Reseñas de libros/No ficción
David McCullough: "1776" (Belacqva, 2006)
Por Rogelio López Blanco, martes, 1 de mayo de 2007
Esta es una obra de historia tan bien escrita como las mejores novelas históricas y, por tanto, entretenida, que se lee con suma rapidez debido a su atractivo e interés, pero que nada tiene que ver con la ficción o la historia novelada, ya que es producto de una investigación rigurosamente documentada, donde nada se inventa. La comparación entre géneros tan distintos, pues, sólo tiene que ver con la sabiduría y las dotes que para escribir tiene su autor.
El historiador David McCullogh (1933) no es muy conocido en España y Latinoamérica, sólo se ha traducido una de sus obras, pero eso no ocurre en su país, donde ha obtenido dos premios Pulitzer de Historia por las biografía de Harry S. Truman y John Adams, así como el prestigioso premio National Book Award en otras dos ocasiones, por un trabajo sobre el Canal de Panamá, Un camino entre dos mares (Espasa, 2004) y en reconocimiento por el estudio biográfico del joven Theodore Roosevelt, Mornig on Horseback (1981). Se trata, por tanto, de un consumado historiador.

---+---

**Acciones requeridas**
1. Indique si cada una de estas afirmaciones concuerda con la reseña de «1776» y respalde cada respuesta con las palabras exactas del texto. (a) La reseña sostiene que en la obra se inventan algunos pasajes. (b) El historiador ha obtenido dos premios Pulitzer de Historia. (c) Se han traducido varias obras del historiador en España y Latinoamérica.
2. Prosiga la reseña de «1776» a partir de su última oración.

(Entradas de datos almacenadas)
---+---

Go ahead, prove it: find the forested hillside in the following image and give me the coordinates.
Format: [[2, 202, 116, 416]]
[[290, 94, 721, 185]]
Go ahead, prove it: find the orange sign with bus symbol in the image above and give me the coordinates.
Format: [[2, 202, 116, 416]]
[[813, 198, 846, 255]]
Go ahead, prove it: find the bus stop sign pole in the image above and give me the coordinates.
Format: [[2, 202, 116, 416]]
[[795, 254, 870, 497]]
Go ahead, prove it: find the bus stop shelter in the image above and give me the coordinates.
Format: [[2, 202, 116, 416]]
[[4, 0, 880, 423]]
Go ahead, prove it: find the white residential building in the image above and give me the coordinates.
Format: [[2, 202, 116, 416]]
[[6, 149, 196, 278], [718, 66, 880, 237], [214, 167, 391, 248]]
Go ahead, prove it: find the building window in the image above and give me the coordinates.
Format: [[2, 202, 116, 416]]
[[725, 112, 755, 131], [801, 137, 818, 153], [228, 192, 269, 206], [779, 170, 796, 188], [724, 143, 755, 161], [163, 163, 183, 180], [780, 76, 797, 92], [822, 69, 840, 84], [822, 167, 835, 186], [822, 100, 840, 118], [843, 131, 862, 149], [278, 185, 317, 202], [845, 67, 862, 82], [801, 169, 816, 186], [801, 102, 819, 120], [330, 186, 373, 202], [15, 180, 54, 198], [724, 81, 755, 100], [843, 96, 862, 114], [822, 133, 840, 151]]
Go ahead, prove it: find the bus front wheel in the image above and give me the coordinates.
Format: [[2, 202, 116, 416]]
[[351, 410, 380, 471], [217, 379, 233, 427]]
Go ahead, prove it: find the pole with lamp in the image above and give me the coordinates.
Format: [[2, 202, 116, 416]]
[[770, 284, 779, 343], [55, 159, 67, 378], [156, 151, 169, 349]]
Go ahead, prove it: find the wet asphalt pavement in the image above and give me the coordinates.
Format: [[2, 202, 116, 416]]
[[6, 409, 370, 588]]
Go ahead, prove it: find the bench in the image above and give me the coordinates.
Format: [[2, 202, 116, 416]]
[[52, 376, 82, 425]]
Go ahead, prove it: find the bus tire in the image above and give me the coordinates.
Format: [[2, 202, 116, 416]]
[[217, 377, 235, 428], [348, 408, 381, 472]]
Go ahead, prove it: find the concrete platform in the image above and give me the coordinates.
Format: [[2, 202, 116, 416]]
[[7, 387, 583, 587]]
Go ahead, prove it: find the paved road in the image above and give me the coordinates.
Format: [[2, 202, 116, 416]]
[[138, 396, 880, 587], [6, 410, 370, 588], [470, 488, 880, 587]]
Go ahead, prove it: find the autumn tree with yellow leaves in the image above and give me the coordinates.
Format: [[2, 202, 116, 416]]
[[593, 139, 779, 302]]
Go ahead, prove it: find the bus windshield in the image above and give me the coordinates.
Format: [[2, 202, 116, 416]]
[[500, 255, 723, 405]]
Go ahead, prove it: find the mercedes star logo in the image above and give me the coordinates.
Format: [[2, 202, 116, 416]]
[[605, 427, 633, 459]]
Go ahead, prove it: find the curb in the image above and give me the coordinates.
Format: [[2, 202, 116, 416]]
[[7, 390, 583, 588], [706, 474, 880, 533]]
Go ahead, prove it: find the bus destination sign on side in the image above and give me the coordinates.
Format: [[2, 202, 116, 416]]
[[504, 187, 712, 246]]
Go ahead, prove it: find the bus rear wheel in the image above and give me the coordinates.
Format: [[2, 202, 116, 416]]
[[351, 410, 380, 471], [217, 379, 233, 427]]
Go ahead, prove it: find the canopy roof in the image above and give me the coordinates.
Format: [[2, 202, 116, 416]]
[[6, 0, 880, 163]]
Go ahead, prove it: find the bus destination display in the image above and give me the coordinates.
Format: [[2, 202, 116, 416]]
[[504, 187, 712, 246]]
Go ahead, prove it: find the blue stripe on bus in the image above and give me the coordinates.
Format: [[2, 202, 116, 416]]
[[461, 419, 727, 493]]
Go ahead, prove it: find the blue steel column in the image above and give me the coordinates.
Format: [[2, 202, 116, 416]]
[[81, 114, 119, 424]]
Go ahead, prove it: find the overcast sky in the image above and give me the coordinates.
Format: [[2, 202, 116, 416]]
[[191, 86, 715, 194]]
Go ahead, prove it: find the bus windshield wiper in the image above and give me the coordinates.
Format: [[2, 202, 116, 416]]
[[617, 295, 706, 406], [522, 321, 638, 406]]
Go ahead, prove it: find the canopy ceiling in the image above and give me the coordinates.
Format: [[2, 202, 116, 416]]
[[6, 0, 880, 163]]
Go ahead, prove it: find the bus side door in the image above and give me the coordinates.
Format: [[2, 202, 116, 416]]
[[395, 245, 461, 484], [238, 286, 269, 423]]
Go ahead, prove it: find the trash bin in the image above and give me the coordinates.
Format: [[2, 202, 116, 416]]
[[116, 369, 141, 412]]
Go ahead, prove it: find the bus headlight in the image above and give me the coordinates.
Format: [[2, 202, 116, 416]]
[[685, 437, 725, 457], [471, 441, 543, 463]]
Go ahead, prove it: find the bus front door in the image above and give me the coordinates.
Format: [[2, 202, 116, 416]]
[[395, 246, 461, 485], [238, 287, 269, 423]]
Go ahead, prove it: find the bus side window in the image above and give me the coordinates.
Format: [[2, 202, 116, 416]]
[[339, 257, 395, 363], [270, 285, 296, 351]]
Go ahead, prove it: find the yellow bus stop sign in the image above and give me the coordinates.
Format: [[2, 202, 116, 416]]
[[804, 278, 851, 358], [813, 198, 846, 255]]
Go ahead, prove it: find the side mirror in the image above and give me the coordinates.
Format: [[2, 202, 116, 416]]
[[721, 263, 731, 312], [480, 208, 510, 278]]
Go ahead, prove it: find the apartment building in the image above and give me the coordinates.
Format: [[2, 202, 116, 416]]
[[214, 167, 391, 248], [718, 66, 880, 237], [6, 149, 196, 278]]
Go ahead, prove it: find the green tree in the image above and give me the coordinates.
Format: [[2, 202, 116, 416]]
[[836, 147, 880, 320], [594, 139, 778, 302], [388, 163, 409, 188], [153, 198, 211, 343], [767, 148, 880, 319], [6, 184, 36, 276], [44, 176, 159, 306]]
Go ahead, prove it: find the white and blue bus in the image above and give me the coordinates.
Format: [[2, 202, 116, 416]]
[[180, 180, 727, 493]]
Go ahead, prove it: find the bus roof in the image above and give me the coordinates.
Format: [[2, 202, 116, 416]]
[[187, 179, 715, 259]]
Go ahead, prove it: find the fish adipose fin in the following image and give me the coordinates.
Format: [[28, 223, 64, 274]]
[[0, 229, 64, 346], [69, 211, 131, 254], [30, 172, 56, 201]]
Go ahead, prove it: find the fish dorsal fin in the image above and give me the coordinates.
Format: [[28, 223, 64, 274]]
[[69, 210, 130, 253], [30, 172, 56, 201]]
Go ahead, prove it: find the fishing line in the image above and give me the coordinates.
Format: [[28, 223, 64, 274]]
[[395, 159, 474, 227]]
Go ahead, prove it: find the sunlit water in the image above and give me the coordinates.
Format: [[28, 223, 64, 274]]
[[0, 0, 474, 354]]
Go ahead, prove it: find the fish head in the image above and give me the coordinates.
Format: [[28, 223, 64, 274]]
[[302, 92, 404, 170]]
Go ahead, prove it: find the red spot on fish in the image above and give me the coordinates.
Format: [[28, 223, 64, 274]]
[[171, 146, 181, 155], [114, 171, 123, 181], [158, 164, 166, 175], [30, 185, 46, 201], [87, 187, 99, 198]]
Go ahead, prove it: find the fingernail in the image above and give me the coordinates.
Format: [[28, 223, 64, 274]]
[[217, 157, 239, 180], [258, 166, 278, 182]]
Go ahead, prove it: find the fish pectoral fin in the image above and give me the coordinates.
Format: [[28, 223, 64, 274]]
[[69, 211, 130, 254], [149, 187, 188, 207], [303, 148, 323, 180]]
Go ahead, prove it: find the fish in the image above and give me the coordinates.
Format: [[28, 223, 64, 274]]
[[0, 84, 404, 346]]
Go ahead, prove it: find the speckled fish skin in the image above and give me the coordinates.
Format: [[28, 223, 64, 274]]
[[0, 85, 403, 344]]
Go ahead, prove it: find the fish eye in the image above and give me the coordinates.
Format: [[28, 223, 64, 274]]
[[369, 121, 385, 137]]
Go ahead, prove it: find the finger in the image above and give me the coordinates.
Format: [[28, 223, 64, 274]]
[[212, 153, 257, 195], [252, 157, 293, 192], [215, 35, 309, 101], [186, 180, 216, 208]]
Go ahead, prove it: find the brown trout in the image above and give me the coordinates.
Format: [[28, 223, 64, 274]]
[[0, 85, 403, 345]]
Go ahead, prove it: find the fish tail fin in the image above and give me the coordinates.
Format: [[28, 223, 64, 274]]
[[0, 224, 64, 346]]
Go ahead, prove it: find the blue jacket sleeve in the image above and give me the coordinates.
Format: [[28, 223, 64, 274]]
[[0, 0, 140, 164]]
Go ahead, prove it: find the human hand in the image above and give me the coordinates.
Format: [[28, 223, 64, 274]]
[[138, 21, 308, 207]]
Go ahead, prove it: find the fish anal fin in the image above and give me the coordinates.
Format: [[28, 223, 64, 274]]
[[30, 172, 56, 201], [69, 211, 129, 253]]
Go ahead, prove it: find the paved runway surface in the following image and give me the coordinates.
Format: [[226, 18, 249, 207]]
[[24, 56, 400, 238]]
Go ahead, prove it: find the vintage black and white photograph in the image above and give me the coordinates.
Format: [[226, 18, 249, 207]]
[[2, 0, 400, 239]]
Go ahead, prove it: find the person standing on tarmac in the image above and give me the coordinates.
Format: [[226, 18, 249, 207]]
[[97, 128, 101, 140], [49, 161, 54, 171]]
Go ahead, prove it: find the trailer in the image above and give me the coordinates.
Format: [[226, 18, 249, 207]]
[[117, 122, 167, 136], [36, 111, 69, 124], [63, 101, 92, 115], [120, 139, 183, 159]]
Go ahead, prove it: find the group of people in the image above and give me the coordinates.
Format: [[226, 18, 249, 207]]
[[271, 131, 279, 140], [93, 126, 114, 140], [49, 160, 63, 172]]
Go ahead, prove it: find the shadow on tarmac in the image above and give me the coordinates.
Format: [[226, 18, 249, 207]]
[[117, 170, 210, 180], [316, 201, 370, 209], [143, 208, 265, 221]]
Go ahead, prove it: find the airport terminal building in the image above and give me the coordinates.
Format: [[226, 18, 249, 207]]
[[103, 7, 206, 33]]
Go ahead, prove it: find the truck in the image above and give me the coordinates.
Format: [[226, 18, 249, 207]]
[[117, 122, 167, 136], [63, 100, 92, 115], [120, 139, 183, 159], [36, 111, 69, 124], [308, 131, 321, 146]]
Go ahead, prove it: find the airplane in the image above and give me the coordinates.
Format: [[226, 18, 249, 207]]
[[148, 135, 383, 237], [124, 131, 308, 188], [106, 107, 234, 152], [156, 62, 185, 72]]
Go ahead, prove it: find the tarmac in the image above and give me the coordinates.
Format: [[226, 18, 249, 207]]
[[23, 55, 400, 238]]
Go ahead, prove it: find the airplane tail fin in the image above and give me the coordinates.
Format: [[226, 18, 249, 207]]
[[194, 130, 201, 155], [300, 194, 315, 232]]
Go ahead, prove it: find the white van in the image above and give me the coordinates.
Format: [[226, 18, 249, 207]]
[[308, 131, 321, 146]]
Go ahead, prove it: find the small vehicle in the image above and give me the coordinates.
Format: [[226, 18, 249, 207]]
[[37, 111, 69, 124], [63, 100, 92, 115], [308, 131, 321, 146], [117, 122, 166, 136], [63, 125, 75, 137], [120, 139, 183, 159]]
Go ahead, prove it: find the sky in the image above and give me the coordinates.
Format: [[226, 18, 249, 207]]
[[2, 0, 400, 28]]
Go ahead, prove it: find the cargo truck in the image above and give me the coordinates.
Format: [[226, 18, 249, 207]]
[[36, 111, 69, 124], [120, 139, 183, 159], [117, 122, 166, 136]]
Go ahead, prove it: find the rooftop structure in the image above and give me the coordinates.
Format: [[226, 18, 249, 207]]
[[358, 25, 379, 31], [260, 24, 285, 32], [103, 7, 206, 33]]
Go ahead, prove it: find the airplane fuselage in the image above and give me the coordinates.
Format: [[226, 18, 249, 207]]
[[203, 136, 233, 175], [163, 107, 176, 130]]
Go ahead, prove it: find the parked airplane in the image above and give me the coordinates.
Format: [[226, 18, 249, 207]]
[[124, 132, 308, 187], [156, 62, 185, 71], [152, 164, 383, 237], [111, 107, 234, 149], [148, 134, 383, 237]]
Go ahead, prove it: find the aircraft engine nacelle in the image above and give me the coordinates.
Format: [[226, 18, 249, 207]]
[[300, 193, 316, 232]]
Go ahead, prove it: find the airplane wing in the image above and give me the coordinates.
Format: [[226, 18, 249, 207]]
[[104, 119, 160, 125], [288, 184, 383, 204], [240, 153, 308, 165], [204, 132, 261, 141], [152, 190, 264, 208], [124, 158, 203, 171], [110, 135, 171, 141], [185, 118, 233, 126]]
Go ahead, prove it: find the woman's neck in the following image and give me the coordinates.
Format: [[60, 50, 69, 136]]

---+---

**Resultados por tarea**
1.
(a) No: «donde nada se inventa».
(b) Sí: «ha obtenido dos premios Pulitzer de Historia».
(c) No: «sólo se ha traducido una de sus obras».

2.
La obra objeto de este comentario, 1776, como su referencia cronológica indica, se limita a describir y ponderar los acontecimientos del año clave en la historia de la lucha por la independencia de las colonias americanas de Gran Bretaña. El lector que carezca de conocimientos sobre los antecedentes de los años anteriores, deberá echar mano de algún manual para situarse en el curso de la acción que le va a ser relatada o buscar en Wikipedia o alguna otra página web que ofrezca las suficientes garantías de calidad. La misma operación deberá efectuar para conocer los datos de cómo acaba la contienda, porque, de nuevo, esos aspectos quedan fuera de la narración histórica comprendida en este volumen.
Sin embargo, dichas limitaciones no deben en modo alguno hacer que el lector se deje mecer por la tentación del desestimiento ante este libro, ya que 1776 es una grandísima obra y la acotación que marca la fecha que le da título está perfectamente justificada. Se trata del año crítico, no sólo porque se redacta el documento de la Declaración de Independencia de lo que serían los Estados Unidos, aprobado por el Congreso Continental el 4 de julio en Filadelfia, la Constitución más importante de la historia de la democracia, sino también porque se producen los enfrentamientos bélicos y las tácticas y estrategias que definirán el curso de la guerra y su final.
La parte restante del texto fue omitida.